**EXERCISE**.
How many of the lines below contain the string "sand"? Case counts, and the reply is the number alone.
━━ DATA TO USE
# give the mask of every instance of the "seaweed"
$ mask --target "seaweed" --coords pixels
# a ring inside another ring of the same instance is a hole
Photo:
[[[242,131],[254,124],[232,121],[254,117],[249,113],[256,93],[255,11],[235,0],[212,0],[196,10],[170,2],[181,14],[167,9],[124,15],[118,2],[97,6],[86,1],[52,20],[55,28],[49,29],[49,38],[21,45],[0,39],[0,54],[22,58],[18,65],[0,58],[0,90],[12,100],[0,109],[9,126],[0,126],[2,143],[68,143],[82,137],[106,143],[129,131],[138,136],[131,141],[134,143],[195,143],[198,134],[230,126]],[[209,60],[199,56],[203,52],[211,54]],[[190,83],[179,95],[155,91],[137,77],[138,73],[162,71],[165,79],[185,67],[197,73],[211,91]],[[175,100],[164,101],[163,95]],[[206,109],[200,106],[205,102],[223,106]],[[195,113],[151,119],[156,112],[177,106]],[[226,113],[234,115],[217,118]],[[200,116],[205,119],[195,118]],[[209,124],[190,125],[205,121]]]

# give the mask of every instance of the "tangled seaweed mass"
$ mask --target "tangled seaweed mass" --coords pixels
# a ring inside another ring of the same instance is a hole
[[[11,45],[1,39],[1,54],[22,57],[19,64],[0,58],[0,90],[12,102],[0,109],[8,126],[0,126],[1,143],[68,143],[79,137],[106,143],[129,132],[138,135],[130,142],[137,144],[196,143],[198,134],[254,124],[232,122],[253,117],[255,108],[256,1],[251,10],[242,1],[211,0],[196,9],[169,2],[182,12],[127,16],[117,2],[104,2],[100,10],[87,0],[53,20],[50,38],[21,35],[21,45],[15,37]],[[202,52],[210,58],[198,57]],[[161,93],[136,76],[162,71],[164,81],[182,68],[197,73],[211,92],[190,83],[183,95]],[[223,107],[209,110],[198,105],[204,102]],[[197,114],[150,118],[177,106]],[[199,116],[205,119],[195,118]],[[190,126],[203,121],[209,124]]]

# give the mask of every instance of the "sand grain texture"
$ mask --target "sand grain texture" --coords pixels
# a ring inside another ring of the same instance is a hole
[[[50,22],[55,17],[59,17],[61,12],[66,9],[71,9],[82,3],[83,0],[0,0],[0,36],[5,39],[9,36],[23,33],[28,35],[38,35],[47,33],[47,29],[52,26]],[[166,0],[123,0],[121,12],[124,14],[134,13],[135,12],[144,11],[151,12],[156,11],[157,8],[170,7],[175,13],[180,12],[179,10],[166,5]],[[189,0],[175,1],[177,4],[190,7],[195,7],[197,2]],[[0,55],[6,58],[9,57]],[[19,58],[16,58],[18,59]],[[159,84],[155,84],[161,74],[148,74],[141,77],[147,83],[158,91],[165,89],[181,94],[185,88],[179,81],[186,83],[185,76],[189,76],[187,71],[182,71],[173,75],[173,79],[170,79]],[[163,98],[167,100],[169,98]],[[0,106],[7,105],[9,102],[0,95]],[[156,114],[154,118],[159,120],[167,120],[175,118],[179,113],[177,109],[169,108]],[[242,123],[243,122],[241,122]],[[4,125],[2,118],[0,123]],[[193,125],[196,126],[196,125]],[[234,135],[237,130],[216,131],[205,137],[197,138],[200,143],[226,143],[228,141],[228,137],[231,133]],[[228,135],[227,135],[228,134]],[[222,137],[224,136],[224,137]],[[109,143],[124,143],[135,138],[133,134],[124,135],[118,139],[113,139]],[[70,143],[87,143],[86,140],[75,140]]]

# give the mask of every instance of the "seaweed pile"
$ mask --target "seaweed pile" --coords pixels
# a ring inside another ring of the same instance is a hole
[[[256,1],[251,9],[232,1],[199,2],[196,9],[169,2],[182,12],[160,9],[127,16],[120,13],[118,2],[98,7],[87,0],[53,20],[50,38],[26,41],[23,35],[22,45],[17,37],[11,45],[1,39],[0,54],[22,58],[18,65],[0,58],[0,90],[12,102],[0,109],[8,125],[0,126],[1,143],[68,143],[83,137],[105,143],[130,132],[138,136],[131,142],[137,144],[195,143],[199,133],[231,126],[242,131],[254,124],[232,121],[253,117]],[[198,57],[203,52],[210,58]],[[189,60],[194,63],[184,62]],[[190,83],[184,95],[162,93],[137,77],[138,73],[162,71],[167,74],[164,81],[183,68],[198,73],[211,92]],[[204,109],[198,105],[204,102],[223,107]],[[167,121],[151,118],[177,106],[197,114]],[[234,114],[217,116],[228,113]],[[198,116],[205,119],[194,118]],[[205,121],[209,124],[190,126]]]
━━━━
**RESULT**.
2